▶ _Aufgabe_
Ersetze „finanziell aufkommen“ durch „die Kosten tragen“ und gib dabei den Text über den eritreischen Nationaldienst wieder, beginnend mit „Mit einer rein“ und weiter bis einschließlich „nicht zur Verfügung.“.

▶ _Textabschnitt_

Mit einer rein oder ganz überwiegend wirtschaftlichen Ausrichtung des Nationaldienstes lässt sich im Übrigen die unstreitige Tatsache, dass Deserteure/Wehrdienstentzieher häufig für längere Zeiträume inhaftiert werden, nicht in Einklang bringen. Zum einen muss der eritreische Staat für die Haft dieser Personen finanziell aufkommen. Darüber hinaus steht die Arbeits- oder Kampfkraft der inhaftierten Personen dem Regime für die Dauer der Haft nicht zur Verfügung.

Für die Einschätzung, dass Personen, die sich in Eritrea dem Wehrdienst entziehen, eine regimefeindliche Gesinnung unterstellt wird, spricht zudem die vorhandene Strafpraxis. Insoweit ist zu berücksichtigen, dass die dargestellten rechtlichen Bestimmungen (s. o.) für die tatsächliche Sanktionierungspraxis der eritreischen Behörden kaum relevant sind. Es kommt daher nicht ausschlaggebend darauf an, dass die eritreischen Strafvorschriften für sich genommen an keine bestimmte politische Haltung oder an bestimmte Persönlichkeitsmerkmale anknüpfen (VG Cottbus Urt. v. 10.11.2017 – 6 K 386/15 –, BeckRS 2017, 134973 Rn. 41, m. w. N.; a. A. VG Berlin, Urt. v. 01.09.2017 – 28 K 166.17 A –, juris Rn. 40). Entscheidende Bedeutung kommt nach den oben aufgeführten Maßstäben vielmehr dem Umstand zu, dass die Bestrafung für Desertion oder Wehrdienstentzug außergerichtlich und willkürlich durch militärische Vorgesetzte erfolgt und Rechtsmittel dagegen nicht möglich sind (SEM Focus Eritrea, Update Nationaldienst und illegale Ausreise, vom 22.06.2016, aktualisiert am 10.08.2016, Ziff. 3.1.3 und 3.1.5; VG Düsseldorf, Urt. v. 09.11.2017 – 6 K 13718/16.A –, BeckRS 2017, 134165 Rn. 33). Häufig werden Personen, die aus politischen, religiösen oder militärischen Gründen – insbesondere auch Deserteure und Wehrdienstverweigerer – ohne Anklage, Verfahren oder Haftfrist in Isolations-Haft gehalten. Angehörige dieser Personen werden nicht informiert. Die Haftdauer variiert zwischen einigen Tagen und mehreren Jahren. Solche Häftlinge werden häufig misshandelt oder gefoltert (EASO-Bericht, Länderfokus Eritrea, Mai 2015, Ziff. 4.1; EASO-Bericht, Länderfokus Eritrea, Mai 2015, Ziff. 3.8.1).

▶ _Datenauszug_
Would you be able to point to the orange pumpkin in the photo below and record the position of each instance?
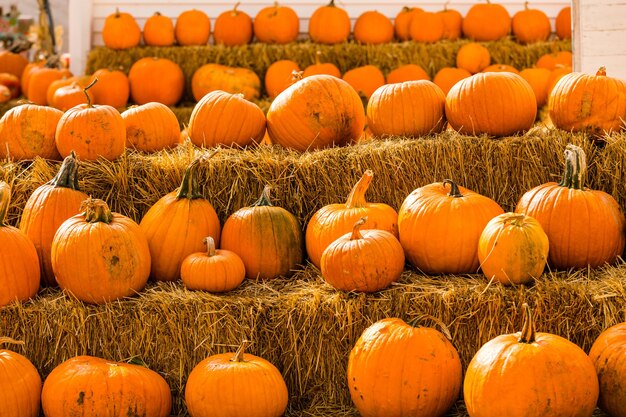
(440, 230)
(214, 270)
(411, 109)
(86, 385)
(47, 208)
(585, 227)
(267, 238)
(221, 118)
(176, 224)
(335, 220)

▶ _Lösung_
Mit einer rein oder ganz überwiegend wirtschaftlichen Ausrichtung des Nationaldienstes lässt sich im Übrigen die unstreitige Tatsache, dass Deserteure/Wehrdienstentzieher häufig für längere Zeiträume inhaftiert werden, nicht in Einklang bringen. Zum einen muss der eritreische Staat für die Haft dieser Personen die Kosten tragen. Darüber hinaus steht die Arbeits- oder Kampfkraft der inhaftierten Personen dem Regime für die Dauer der Haft nicht zur Verfügung.